■ What you will do
A: Retype the passage of the matrix manipulation thread below between "To clarify, if" and "c(i) = min([A(i,1),A(i,2),...,A(i,k),A(i,b(i))]) ??", inclusive.
B: Extend the forum thread on matrix manipulation below, starting right after its last sentence.

■ Supplied text
Thread Subject: Simple matrix manipulation question

Hi all,

Suppose I have a n x k matrix A and a n x 1 column vector b. b contains integers between 1 and k. I want to produce a n x 1 column vector c, which is defined by c(i) = min {A(i,1),A(i,2),...,A(i,b(i)}. This would be easy with loops, but I want code which will run as fast as possible (the matrices are large, and the operation will be performed many times).

To clarify, if b were (k,...,k)' then c would contain the minimum elements in each row of A.

Maybe it's just early in the morning but I have trouble understanding what you want.
Is c(i) given by
c(i) = min([A(i,1),A(i,2),...,A(i,k),A(i,b(i))]) ??
because this would just be the minimum value in the row.

■ Exercise data

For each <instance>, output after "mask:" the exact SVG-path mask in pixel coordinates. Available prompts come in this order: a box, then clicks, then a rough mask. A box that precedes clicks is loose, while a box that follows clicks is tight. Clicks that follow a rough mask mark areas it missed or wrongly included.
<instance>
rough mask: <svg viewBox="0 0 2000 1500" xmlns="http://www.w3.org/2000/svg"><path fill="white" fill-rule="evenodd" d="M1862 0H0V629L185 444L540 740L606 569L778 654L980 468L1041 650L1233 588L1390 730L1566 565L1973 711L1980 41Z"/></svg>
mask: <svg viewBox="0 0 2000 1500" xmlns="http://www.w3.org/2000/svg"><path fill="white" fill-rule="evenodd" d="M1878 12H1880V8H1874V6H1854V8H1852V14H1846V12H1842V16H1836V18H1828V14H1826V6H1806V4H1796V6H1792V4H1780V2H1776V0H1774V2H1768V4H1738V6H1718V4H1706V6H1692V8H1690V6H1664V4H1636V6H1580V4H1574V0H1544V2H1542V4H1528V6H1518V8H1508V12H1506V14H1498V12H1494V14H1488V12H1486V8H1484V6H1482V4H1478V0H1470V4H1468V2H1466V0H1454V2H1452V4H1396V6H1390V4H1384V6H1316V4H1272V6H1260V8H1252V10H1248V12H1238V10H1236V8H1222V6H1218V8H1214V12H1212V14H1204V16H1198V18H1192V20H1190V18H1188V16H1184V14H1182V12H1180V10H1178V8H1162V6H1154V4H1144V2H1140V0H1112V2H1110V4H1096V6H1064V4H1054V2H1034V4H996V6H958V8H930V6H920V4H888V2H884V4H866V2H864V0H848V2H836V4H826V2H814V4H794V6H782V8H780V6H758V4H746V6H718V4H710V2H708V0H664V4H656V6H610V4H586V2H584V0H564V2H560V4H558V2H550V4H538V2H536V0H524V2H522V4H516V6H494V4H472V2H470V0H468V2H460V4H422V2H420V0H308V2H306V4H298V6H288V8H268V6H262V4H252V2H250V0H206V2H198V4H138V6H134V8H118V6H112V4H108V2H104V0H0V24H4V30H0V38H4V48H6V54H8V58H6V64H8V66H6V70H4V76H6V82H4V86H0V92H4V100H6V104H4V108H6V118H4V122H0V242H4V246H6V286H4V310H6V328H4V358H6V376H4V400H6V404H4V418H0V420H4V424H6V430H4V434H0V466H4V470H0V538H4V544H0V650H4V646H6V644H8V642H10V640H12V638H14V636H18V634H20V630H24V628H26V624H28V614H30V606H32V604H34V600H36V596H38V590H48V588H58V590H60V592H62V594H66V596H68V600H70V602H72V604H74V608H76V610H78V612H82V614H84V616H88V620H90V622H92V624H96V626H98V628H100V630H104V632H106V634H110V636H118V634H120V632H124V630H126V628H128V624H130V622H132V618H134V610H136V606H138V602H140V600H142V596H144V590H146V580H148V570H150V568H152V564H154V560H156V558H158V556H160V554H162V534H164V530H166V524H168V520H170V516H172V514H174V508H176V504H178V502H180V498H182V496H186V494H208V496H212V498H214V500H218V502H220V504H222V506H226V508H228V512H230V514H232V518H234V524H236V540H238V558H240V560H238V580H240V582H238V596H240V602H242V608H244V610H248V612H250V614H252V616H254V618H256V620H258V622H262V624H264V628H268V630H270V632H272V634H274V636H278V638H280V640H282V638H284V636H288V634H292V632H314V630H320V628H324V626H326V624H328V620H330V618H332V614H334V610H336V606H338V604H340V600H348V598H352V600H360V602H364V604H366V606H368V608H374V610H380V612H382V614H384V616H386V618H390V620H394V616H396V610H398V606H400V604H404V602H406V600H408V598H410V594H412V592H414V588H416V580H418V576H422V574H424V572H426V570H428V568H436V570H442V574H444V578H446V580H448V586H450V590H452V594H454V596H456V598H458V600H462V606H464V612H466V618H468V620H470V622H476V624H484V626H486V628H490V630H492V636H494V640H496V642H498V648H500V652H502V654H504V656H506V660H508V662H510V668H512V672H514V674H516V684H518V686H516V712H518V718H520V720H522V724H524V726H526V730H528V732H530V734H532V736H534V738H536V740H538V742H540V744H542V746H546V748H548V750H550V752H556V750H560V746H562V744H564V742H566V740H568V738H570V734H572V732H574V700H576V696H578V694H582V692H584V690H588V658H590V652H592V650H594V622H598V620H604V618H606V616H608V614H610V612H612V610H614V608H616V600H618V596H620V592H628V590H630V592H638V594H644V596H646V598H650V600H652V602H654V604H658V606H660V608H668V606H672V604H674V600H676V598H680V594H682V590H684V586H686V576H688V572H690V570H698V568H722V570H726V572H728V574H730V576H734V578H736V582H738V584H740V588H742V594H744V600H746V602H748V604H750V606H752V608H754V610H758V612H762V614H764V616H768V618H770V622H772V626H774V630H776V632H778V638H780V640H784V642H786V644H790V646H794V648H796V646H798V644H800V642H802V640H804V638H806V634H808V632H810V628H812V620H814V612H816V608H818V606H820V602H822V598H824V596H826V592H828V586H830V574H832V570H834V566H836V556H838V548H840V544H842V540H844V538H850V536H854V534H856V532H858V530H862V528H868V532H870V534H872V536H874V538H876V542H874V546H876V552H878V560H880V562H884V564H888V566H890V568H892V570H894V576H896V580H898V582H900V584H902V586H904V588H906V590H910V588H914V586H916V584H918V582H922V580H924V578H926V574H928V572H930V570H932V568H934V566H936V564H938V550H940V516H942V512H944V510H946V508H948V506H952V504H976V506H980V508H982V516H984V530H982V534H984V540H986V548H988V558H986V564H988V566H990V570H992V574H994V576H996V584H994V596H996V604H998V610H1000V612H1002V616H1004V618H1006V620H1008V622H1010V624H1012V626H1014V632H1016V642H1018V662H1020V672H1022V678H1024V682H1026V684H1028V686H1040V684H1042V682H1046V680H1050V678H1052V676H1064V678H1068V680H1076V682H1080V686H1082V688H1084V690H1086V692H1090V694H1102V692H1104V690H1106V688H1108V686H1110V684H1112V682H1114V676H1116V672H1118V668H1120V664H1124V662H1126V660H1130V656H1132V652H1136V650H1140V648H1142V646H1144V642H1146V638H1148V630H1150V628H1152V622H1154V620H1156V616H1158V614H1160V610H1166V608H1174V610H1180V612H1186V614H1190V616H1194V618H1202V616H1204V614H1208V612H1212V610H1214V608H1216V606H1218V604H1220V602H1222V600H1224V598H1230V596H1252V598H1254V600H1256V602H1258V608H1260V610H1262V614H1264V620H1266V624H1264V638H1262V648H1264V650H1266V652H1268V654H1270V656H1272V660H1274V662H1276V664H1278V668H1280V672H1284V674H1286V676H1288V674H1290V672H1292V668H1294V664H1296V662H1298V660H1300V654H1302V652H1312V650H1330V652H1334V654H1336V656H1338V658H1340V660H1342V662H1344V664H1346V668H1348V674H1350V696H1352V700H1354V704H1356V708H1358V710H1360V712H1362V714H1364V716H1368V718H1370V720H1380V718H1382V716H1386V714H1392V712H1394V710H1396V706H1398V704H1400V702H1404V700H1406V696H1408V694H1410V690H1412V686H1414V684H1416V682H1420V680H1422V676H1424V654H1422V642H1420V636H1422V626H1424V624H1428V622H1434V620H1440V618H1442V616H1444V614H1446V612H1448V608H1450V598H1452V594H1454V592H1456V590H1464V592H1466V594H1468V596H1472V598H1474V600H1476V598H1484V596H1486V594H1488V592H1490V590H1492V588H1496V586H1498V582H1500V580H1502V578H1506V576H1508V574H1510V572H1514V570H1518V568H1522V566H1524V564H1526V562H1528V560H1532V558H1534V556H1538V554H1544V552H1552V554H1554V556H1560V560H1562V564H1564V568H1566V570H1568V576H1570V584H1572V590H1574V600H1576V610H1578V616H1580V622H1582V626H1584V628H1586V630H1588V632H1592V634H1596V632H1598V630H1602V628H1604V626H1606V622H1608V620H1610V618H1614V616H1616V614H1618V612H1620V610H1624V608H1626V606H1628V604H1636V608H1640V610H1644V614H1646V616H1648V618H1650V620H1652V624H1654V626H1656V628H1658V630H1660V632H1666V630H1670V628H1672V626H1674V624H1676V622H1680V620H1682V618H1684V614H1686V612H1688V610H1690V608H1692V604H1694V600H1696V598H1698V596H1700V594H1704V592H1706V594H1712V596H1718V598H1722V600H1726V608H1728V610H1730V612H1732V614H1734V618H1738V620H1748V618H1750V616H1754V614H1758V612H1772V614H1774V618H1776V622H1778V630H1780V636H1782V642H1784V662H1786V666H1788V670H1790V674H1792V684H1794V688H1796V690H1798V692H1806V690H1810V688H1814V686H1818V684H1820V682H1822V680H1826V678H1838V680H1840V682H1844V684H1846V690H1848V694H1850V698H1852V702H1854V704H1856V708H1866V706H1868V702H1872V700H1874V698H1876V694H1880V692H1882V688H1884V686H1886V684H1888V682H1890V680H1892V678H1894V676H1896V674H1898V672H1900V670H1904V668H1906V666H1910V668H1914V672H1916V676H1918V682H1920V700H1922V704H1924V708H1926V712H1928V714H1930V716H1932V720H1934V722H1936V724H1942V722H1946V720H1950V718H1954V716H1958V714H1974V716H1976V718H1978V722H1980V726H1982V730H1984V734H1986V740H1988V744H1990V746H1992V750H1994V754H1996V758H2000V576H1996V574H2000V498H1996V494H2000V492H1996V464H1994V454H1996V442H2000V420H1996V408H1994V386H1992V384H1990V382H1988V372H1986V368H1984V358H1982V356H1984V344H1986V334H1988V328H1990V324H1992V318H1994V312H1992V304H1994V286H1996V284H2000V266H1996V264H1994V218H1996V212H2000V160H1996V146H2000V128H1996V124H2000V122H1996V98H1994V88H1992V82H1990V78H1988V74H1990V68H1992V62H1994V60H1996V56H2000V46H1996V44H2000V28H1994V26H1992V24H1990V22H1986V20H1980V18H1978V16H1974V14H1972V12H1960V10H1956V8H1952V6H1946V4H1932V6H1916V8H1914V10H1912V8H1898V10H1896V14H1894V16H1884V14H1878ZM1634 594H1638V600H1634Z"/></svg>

■ Results of the tasks
A:
To clarify, if b were (k,...,k)' then c would contain the minimum elements in each row of A.

Maybe it's just early in the morning but I have trouble understanding what you want.
Is c(i) given by
c(i) = min([A(i,1),A(i,2),...,A(i,k),A(i,b(i))]) ??

B:
What exactly are the ... representing?

Ok, I see what you want now
c(i) = min( A(1:b(i)) );

Right, but that method involves looping over each i. Is there a way to do this without loops?

"Darren Rowland" <darrenjremovethisrowland@hotmail.com> wrote in message <h3m1dc$5gs$1@fred.mathworks.com>...
> Ok, I see what you want now
> c(i) = min( A(1:b(i)) );

On Jul 16, 9:13 am, "jcurr Curran" <johncurra...@yahoo.com> wrote:
> Right, but that method involves looping over each i. Is there a way to do this without loops?
>
> "Darren Rowland" <darrenjremovethisrowl...@hotmail.com> wrote in message <h3m1dc$5g...@fred.mathworks.com>...
> > Ok, I see what you want now
> > c(i) = min( A(1:b(i)) );

A = magic(10);
b = [1:10]';
c = min(A(b,:)')';

c =

     1
     7
     4
     3
     2
    17
     5
     6
    10
    11

How about that one?
-Nathan

"jcurr Curran" <johncurran20@yahoo.com> wrote in message <h3njiu$8m6$1@fred.mathworks.com>...
> Right, but that method involves looping over each i. Is there a way to do this without loops?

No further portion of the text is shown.